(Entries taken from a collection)
* start *
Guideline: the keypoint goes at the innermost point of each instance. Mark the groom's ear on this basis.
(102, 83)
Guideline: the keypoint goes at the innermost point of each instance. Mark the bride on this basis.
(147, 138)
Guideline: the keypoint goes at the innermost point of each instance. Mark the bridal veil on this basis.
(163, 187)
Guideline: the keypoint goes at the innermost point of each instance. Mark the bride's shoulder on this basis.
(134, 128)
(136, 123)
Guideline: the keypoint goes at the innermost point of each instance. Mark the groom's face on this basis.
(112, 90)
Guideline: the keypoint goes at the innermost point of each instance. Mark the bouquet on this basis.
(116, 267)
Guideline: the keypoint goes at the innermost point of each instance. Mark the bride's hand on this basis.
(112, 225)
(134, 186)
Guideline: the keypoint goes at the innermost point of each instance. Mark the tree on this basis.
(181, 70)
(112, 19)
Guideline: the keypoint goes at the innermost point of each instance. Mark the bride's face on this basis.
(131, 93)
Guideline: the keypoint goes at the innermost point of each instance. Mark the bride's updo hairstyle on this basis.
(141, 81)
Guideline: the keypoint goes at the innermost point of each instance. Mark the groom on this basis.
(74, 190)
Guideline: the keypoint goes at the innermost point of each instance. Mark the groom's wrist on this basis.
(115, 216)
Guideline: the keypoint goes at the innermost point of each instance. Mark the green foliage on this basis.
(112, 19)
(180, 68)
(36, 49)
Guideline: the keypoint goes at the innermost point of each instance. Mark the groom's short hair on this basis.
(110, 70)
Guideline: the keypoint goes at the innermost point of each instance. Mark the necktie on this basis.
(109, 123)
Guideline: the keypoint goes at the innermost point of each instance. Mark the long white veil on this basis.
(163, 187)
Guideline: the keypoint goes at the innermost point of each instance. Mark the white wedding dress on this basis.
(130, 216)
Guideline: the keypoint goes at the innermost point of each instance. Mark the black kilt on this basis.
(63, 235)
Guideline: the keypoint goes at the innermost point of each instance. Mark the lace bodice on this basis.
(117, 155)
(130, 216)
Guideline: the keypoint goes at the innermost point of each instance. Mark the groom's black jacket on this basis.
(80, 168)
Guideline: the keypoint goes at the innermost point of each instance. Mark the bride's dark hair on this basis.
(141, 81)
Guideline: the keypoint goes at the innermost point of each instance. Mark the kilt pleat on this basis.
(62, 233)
* end *
#### [What the task requires]
Rewrite the rows from the line containing "bodice on this basis." through the end of the rows, replacing "black jacket" with "dark suit jacket" and leaving everything else unchanged.

#### [Reply to the exercise]
Guideline: the keypoint goes at the innermost point of each instance. Mark the lace bodice on this basis.
(117, 155)
(130, 216)
Guideline: the keypoint goes at the innermost point of each instance. Mark the groom's dark suit jacket on this basis.
(80, 168)
Guideline: the keypoint goes at the innermost point of each instance. Mark the bride's dark hair on this basis.
(141, 81)
Guideline: the keypoint goes at the innermost point of each instance. Mark the kilt pleat on this basis.
(62, 233)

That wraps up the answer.